Some records:
⁂

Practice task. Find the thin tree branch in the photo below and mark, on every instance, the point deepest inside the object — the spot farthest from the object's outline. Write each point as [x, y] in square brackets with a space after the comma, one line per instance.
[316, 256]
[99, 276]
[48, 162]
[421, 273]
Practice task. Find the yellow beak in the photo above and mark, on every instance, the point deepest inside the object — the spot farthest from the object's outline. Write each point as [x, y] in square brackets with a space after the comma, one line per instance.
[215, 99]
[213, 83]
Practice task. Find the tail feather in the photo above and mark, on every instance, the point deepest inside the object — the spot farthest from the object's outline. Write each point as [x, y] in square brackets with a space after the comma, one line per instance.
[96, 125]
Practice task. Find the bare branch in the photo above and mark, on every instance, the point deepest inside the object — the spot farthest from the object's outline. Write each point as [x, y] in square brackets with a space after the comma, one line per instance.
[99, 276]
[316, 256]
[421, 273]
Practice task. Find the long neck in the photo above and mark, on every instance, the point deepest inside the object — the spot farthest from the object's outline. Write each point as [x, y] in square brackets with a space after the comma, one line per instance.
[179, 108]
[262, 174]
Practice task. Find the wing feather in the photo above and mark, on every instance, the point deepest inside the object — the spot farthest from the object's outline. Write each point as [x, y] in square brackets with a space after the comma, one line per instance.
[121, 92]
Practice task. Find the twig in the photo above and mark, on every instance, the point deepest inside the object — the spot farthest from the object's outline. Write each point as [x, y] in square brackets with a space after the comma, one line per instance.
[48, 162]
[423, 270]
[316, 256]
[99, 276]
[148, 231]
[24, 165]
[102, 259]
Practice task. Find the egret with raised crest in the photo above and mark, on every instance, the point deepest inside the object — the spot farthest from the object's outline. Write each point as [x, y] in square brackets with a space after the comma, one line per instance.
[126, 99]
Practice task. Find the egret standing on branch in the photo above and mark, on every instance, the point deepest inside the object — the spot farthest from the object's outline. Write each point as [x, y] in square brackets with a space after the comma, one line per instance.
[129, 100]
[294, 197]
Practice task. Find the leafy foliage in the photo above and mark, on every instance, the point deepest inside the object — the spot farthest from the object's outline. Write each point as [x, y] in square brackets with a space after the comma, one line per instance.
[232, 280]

⁂

- _Written exercise_
Retype all of the data shown above, word for word.

- _Task response_
Practice task. Find the thin tree branch in the photo below and mark, on every instance, the point deepest inside the object — the spot farthest from the object's outline. Write each point as [x, y] in square brackets with a space after the comma, one line per instance.
[316, 256]
[99, 276]
[48, 162]
[421, 273]
Practice task. Find the yellow beak in the photo above and mark, on every instance, the point deepest inside the object — the spot farthest from the object's outline. Write each point as [x, y] in square brackets with a space after the comma, one line per instance.
[215, 99]
[213, 83]
Practice task. Find the tail feather in the photo above and mark, on every instance, the point deepest inside the object — the spot farthest from the object's outline. Write each point as [x, y] in square brackets with a space after the comma, one line per instance.
[96, 125]
Practice task. Find the bare branch in the photo above and mark, on every instance, the point deepest inside the object — the spot farthest from the object's outline. Write each point as [x, y] in square brackets with a space after the comma, one line per instance.
[99, 276]
[316, 256]
[421, 273]
Practice task. Find the long neck in the photo above and mark, on every instance, the point deepest inside the object — the spot farthest from the object's outline. Write each point as [x, y] in square brackets with a space after the comma, one line per instance.
[179, 108]
[262, 174]
Practice task. Find the wing feather in the photo above and mark, on every instance, the point deepest inside the object — the spot farthest from the object's outline. Write each point as [x, y] in square brackets with a space after the comma, one line per instance.
[121, 92]
Practice task. Find the twig in the photo above and mark, on every instance, the point deepest inside the object — the spot farthest from the object's outline. Write each point as [x, y] in square brackets with a space after the comma, one line per instance.
[48, 162]
[423, 270]
[316, 256]
[99, 276]
[148, 231]
[24, 165]
[102, 259]
Practice task. Find the egret with raised crest in the photo above and mark, on every instance, the point deepest inside the object — the spot farthest from the object's outline. Write each point as [x, y] in square brackets with a space after the comma, one line per instance.
[126, 99]
Practice task. Find the egret standing on branch in the photo above and mark, on every instance, the point deepest inside the object — the spot farthest from the object's outline. Write each point as [x, y] in square brackets with a space after the comma, one line per instance.
[129, 100]
[294, 197]
Practice task. Find the leafy foliage in the photo above and mark, on every instance, the point deepest inside the object — the spot farthest from the object's outline. Write each point as [x, y] in square brackets with a space after the comma, one line per instance.
[232, 280]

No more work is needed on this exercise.